**Written instruction:**
Answer from the listing on Lindblad master equations below:
(a) Who are the listed authors?
(b) Where does the summary say results on criticality and dissipative phase transitions are discussed?
(c) For quasi-free systems, which matrix's equation of motion is derived?

**Excerpted text:**
__________________________________________________

Solving quasi-free and quadratic Lindblad master equations for open
fermionic and bosonic systems
- URL: http://arxiv.org/abs/2112.08344v5
- Date: Thu, 2 Feb 2023 17:44:09 GMT
- Title: Solving quasi-free and quadratic Lindblad master equations for open
fermionic and bosonic systems
- Authors: Thomas Barthel, Yikang Zhang
- Abstract summary: The dynamics of Markovian open quantum systems are described by Lindblad master equations.
We show how the Liouvillian can be transformed to a many-body Jordan normal form.
Results on criticality and dissipative phase transitions are discussed in a companion paper.
- Score: 2.0305676256390934
- License: http://arxiv.org/licenses/nonexclusive-distrib/1.0/
- Abstract: The dynamics of Markovian open quantum systems are described by Lindblad
master equations. For fermionic and bosonic systems that are quasi-free, i.e.,
with Hamiltonians that are quadratic in the ladder operators and Lindblad
operators that are linear in the ladder operators, we derive the equation of
motion for the covariance matrix. This determines the evolution of Gaussian
initial states and the steady states, which are also Gaussian. Using ladder
super-operators (a.k.a. third quantization), we show how the Liouvillian can be
transformed to a many-body Jordan normal form which also reveals the full
many-body spectrum. Extending previous work by Prosen and Seligman, we treat
fermionic and bosonic systems on equal footing with Majorana operators, shorten
and complete some derivations, also address the odd-parity sector for fermions,
give a criterion for the existence of bosonic steady states, cover
non-diagonalizable Liouvillians also for bosons, and include quadratic systems.

__________________________________________________

**Data:**

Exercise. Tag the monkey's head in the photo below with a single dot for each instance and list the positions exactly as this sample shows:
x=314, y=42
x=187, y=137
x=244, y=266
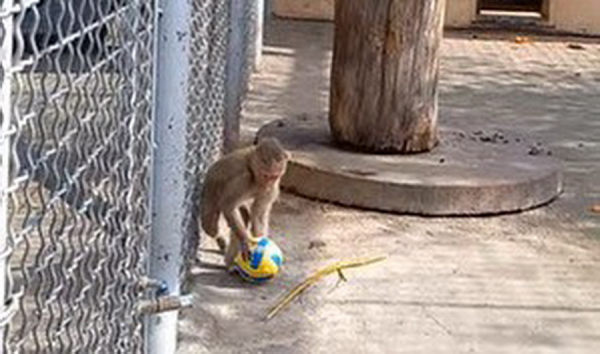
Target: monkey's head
x=269, y=161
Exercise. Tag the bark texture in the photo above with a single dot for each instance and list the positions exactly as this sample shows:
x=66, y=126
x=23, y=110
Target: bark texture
x=384, y=80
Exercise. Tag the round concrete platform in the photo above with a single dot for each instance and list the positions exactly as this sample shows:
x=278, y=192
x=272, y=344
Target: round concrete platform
x=468, y=173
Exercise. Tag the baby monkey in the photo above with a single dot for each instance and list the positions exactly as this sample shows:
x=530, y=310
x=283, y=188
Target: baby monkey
x=249, y=175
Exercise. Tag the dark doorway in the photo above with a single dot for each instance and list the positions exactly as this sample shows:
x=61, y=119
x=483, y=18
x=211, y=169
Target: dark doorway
x=511, y=5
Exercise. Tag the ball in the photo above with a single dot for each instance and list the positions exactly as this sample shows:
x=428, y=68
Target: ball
x=264, y=263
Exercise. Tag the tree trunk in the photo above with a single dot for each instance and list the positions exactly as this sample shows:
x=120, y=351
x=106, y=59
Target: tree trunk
x=384, y=79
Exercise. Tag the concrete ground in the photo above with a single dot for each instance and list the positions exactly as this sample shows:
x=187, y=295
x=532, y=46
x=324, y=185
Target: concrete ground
x=520, y=283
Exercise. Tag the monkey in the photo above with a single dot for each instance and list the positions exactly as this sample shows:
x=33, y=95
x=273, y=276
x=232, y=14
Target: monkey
x=248, y=175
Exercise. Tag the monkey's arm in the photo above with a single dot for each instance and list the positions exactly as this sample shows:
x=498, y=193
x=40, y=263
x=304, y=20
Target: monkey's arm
x=232, y=199
x=261, y=211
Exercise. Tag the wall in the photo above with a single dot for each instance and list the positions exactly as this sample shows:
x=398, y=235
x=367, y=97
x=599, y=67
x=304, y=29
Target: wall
x=458, y=12
x=581, y=16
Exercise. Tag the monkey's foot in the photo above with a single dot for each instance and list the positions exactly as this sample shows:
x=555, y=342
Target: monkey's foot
x=222, y=244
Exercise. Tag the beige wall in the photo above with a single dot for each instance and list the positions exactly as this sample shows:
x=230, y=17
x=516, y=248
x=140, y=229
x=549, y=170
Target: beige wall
x=460, y=13
x=575, y=15
x=306, y=9
x=569, y=15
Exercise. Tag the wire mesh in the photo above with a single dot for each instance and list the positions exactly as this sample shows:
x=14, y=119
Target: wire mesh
x=77, y=135
x=213, y=99
x=75, y=156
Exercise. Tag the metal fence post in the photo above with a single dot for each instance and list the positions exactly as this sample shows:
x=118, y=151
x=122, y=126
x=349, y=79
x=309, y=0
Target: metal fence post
x=168, y=186
x=235, y=73
x=258, y=40
x=6, y=36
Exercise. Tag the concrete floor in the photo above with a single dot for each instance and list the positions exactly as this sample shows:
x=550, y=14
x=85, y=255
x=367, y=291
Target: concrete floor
x=520, y=283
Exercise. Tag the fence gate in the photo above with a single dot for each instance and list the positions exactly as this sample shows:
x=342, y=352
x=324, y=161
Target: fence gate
x=76, y=80
x=111, y=112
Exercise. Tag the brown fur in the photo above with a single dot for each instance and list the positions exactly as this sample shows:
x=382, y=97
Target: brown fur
x=249, y=175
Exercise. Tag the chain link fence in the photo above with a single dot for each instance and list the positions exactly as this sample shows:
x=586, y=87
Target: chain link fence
x=76, y=162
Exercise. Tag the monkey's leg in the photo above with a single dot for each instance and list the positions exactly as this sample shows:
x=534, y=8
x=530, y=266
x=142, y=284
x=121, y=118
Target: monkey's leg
x=261, y=211
x=232, y=251
x=234, y=243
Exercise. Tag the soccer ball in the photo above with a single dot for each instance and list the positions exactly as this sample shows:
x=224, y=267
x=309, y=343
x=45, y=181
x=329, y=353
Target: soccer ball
x=264, y=263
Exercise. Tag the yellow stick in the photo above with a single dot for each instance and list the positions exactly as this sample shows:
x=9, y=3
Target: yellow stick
x=300, y=288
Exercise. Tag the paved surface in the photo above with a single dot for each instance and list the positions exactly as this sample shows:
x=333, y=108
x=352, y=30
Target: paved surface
x=522, y=283
x=476, y=172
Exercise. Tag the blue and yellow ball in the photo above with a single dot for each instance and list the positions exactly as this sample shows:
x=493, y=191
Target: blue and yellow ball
x=265, y=262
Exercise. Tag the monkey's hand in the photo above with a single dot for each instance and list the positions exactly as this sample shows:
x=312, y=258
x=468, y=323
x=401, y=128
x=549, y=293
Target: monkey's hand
x=248, y=244
x=245, y=250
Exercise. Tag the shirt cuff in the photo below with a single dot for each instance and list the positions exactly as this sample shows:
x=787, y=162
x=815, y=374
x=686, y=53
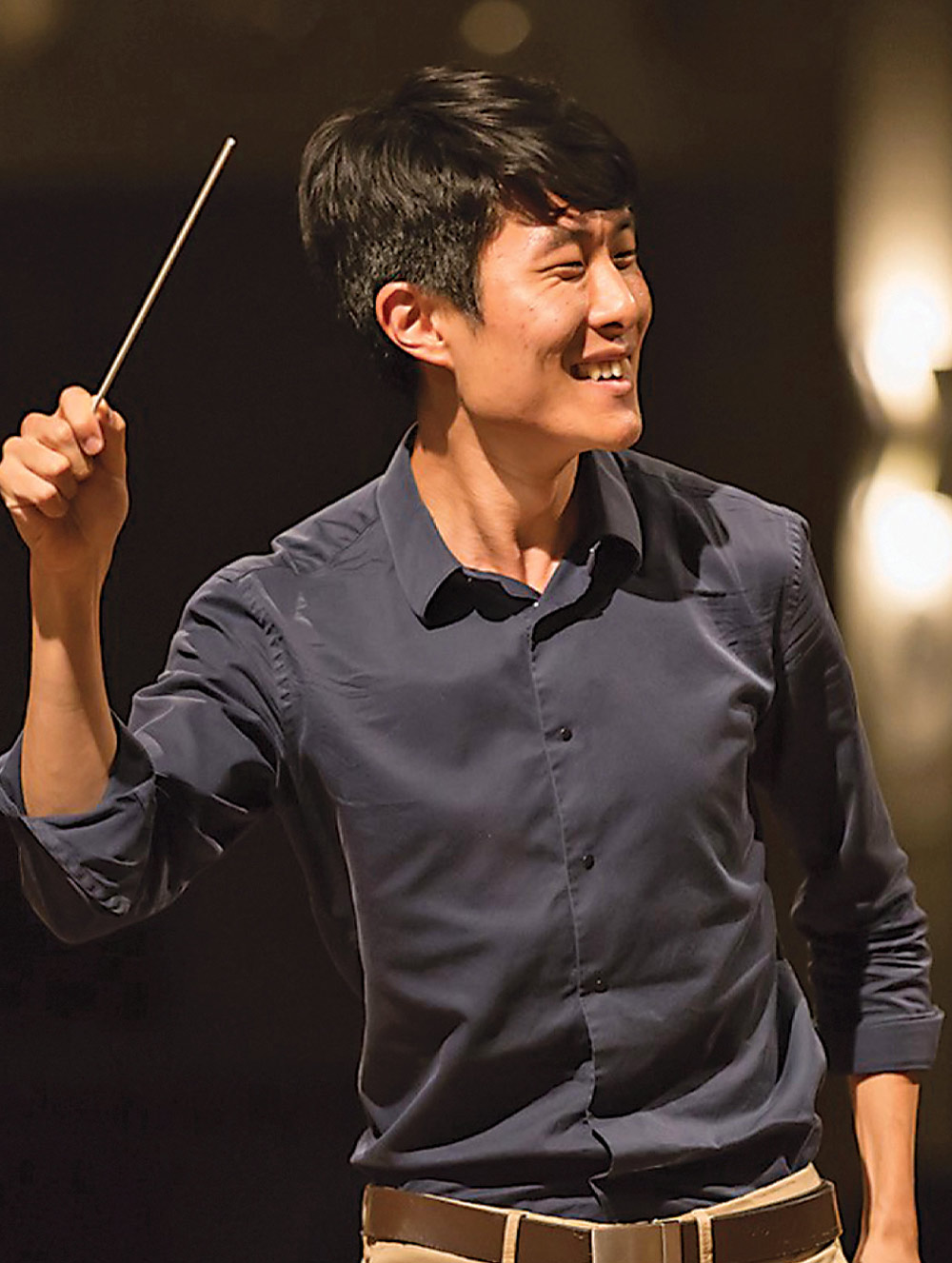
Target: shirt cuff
x=882, y=1046
x=101, y=852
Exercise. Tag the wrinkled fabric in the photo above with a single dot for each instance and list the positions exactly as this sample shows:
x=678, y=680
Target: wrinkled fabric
x=526, y=826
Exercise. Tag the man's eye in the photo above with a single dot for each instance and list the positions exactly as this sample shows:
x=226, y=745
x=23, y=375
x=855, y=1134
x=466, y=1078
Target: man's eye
x=568, y=267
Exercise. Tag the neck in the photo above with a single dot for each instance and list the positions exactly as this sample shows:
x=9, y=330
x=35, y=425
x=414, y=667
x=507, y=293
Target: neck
x=498, y=505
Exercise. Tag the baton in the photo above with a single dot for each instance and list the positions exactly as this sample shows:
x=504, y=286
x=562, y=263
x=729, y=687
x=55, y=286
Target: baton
x=165, y=270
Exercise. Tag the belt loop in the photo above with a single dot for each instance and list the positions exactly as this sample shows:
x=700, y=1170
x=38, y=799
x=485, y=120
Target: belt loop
x=704, y=1236
x=510, y=1235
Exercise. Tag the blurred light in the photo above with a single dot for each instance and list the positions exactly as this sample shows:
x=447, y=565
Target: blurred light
x=26, y=26
x=909, y=336
x=895, y=224
x=495, y=27
x=909, y=540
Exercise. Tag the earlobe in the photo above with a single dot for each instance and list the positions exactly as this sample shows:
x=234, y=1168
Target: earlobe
x=406, y=313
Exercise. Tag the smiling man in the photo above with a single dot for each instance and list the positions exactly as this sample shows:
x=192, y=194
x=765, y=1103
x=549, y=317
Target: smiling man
x=510, y=701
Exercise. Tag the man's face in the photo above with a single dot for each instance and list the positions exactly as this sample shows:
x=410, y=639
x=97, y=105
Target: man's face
x=554, y=359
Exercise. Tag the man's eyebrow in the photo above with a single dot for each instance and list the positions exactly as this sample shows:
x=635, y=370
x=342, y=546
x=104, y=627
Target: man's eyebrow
x=558, y=234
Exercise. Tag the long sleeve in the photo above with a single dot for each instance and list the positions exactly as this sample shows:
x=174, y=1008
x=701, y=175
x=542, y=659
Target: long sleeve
x=196, y=764
x=856, y=906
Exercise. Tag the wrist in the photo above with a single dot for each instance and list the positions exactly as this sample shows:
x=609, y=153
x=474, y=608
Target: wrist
x=65, y=599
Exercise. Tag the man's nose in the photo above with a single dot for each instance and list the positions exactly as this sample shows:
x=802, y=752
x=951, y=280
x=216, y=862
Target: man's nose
x=611, y=298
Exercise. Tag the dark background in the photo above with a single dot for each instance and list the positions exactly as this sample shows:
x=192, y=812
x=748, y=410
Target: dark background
x=185, y=1090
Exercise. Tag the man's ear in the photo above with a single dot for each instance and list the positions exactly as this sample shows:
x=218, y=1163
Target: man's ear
x=412, y=320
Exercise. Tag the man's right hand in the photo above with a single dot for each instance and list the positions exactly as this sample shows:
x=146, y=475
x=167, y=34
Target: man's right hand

__________________________________________________

**Task response:**
(a) Thomas Barthel and Yikang Zhang
(b) In a companion paper
(c) The covariance matrix